## Document excerpt
※

Sandrine, a parisien girl, fed up with her unfulfilling existence as a computer trainer and the everyday problems of city life decides to leave the Paris to become a peasant farmer.
Sandrine buys a farm high on the Vercors plateau in South-East France from Adrien, an old peasant suspicious of Sandrine's college ideas. It's spring and Sandrine makes a good start, developing other aspects of the farm, a rural Gite welcomes travellers and school parties and a Web sites advertises goat's cheese.
Although the locals are suspicious they are perhaps more accepting of a young, dynamic outsider free of the petty local rivalries that set family against family in these close knit rural communities. This is no Jean de Florette and is illustrated when Adrien defends the changes Sandrine has made to his mates in the village bar.
However the rural idyll is not all that it might seem to city folk. The audience is confronted with graphic scenes of a pig having its throat cut to make Boudin (black pudding) and later of mad cows being killed with a bolt gun. Winter comes and the sense of despair and isolation felt by many small farmers is complete when we see Sandrine in long shot, alone in the barn after one of her goats has stillborn kids.

※

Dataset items
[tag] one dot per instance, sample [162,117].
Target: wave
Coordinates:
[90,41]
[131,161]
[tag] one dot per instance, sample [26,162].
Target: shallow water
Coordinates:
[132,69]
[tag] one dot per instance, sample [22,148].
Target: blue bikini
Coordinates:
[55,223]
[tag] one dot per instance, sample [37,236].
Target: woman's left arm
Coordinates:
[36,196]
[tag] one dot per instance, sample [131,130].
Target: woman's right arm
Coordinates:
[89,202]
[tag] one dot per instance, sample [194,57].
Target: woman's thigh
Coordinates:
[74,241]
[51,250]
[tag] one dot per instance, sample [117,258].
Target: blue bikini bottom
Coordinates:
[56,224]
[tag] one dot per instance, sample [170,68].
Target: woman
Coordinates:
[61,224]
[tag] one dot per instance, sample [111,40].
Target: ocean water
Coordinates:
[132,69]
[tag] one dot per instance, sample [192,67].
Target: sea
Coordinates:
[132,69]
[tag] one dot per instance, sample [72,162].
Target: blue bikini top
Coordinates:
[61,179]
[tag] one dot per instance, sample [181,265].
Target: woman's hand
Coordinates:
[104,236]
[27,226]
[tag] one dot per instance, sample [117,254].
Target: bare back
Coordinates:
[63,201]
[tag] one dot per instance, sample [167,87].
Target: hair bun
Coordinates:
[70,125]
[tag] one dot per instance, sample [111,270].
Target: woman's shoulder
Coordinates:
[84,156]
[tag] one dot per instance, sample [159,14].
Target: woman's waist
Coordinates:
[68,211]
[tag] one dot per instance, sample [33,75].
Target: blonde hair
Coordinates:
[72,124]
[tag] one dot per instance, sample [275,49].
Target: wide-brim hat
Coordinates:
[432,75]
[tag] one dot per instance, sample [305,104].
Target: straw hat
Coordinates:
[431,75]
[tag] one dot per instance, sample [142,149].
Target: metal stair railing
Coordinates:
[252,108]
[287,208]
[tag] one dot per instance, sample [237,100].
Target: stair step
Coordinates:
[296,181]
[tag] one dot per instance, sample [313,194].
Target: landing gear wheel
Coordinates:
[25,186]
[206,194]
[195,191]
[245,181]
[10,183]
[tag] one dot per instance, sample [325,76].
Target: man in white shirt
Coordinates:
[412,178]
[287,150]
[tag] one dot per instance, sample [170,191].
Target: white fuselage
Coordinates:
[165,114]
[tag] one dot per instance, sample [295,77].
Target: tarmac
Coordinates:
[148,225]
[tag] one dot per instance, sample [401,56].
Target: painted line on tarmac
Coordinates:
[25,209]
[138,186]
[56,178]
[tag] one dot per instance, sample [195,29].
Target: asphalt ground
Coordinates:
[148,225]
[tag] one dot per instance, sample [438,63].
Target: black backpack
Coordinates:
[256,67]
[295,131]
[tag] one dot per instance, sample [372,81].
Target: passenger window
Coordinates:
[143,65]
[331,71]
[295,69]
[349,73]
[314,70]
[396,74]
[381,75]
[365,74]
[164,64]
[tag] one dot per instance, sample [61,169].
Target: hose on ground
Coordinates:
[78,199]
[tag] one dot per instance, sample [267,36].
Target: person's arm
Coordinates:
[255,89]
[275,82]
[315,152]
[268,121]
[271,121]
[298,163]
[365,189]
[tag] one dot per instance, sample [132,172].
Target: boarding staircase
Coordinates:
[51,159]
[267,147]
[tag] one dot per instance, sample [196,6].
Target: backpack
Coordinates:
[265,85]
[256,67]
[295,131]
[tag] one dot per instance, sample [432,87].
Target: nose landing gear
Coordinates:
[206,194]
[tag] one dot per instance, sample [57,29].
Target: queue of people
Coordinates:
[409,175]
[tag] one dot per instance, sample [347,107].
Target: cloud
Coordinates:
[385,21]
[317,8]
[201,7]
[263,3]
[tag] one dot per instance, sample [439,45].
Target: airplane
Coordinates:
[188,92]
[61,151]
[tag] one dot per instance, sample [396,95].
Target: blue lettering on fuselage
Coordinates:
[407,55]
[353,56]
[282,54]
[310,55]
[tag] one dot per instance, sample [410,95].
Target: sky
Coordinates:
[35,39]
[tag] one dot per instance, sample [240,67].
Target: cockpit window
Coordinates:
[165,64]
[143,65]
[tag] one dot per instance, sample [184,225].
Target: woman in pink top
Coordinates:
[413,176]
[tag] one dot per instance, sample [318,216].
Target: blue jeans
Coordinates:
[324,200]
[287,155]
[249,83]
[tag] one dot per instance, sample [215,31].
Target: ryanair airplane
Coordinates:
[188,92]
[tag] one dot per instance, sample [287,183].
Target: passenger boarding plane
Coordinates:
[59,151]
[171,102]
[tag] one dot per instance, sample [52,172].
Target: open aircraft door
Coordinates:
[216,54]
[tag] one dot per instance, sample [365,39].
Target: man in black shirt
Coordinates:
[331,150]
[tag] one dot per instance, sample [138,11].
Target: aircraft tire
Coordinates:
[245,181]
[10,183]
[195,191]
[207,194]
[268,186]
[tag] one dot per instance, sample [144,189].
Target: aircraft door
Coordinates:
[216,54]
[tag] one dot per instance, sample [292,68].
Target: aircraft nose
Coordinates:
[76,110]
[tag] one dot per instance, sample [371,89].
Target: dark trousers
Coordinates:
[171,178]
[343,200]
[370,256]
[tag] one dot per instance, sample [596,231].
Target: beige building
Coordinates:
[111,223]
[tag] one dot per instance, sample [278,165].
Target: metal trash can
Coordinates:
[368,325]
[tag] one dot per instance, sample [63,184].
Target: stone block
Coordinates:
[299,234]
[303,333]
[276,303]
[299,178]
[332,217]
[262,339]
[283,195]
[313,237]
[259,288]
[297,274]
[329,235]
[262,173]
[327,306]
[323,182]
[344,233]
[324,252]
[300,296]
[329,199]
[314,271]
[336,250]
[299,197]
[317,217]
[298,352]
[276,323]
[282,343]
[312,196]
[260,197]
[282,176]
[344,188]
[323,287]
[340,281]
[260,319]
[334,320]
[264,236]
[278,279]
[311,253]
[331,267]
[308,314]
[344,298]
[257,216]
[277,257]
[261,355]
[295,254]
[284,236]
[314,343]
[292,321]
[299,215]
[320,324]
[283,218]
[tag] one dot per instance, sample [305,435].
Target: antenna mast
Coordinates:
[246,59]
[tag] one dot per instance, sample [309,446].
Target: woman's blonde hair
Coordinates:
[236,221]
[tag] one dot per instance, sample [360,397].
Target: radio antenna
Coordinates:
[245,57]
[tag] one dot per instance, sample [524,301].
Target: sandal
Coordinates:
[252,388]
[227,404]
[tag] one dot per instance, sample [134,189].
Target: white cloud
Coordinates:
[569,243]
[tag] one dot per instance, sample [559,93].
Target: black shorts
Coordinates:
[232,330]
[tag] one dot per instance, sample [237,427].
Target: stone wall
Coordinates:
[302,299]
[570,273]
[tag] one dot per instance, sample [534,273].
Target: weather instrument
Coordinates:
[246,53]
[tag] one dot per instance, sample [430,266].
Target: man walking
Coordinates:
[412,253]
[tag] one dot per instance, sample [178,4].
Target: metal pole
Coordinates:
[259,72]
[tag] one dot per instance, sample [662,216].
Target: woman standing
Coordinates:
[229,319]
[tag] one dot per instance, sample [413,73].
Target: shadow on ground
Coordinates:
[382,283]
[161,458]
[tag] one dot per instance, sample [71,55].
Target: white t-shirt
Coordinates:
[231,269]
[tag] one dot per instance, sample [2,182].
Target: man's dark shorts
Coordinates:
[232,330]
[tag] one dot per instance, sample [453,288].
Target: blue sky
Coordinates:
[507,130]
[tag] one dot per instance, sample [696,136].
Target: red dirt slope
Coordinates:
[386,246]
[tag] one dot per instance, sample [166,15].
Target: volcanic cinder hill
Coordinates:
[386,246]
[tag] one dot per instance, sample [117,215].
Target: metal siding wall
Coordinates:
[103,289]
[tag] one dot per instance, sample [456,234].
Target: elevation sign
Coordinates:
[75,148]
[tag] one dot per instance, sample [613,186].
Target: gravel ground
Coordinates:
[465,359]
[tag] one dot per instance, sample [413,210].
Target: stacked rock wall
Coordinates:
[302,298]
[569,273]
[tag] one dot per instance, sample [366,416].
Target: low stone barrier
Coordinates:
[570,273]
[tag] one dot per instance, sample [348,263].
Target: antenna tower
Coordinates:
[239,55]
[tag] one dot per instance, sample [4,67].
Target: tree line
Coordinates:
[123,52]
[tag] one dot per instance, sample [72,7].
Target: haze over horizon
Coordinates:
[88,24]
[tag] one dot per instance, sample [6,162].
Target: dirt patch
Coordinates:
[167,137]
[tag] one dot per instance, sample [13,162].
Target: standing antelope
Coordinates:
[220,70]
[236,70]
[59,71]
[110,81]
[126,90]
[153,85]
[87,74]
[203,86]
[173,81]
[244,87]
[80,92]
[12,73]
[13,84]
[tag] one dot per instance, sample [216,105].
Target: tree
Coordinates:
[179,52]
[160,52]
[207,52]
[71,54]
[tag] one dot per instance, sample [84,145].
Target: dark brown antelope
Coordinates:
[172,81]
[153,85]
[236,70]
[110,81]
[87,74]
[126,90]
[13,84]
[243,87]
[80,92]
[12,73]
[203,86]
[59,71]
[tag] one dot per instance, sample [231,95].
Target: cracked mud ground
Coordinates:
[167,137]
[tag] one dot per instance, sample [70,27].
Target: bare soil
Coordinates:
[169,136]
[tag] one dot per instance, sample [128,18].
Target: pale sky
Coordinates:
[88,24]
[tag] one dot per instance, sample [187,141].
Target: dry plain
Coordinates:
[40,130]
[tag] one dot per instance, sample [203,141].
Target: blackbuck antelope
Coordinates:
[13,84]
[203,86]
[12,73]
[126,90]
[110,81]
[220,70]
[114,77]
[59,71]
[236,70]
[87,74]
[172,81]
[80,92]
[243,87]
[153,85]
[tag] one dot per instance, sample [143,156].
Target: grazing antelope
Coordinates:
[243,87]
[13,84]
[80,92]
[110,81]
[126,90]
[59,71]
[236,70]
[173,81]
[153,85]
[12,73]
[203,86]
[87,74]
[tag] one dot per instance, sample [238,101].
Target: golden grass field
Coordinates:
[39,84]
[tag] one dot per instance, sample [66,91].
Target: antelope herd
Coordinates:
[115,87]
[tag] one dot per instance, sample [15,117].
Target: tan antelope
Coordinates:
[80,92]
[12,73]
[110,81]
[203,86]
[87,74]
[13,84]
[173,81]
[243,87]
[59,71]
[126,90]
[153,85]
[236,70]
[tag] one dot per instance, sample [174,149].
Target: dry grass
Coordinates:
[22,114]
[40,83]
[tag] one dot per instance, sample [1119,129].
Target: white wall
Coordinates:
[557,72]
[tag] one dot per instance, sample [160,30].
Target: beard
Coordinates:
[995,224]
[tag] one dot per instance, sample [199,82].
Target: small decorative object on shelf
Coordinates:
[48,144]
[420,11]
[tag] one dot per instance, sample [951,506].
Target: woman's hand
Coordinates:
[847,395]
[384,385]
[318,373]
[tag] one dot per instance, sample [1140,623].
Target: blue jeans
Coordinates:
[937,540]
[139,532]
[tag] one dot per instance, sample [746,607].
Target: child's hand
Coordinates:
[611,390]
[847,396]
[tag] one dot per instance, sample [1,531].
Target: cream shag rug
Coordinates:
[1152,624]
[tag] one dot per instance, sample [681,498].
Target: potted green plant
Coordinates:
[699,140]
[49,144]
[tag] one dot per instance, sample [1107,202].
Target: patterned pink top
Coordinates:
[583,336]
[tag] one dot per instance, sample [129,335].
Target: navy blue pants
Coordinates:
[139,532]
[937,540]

※

## Tasks
1. In the film summary, where is the farm that Sandrine buys?
2. List every kind of animal mentioned in the film summary.
3. Continue the film summary from its final sentence.

## Answers to the tasks
1. High on the Vercors plateau in South-East France.

2. Pig, mad cows, goats, stillborn goat kids

3.
The film explores the conflicts between conformable but ultimately pointless city life - going nowhere in the Paris traffic and the savage beauty of life on the isolated Vercors plateau. Even the peasants shop at the local hypermarket in Grenoble.
Adrien's initial scepticism gives way to a hope that Sandrine will carry on his farm but he has difficulty with the rapprochement, perhaps caused by events in his own life. The Nazis burned his farm in '44 looking for maquisards and later Government men arrive to kill and burn his cattle infected with mad cow disease. Are the government men worse than the Germans? For Adrien maybe, as these events lead to the death of his wife.
Like the Vercors, Sandrine seems both beautiful but uncompromising but we see constant flashes of the temperament that, like the weather vane in front of her house, cause her to make sudden changes affecting those around her. She is really quite vulnerable needing the occasional love of her city boyfriend and the friendship of Adrien. Maybe it is this qualities that will lead to her eventual success?
A final comment, like many movies these days there is quite a bit of product placement - Volvo cars, Lowe mountain gear, Carrefour but the countryside is wonderfully shot.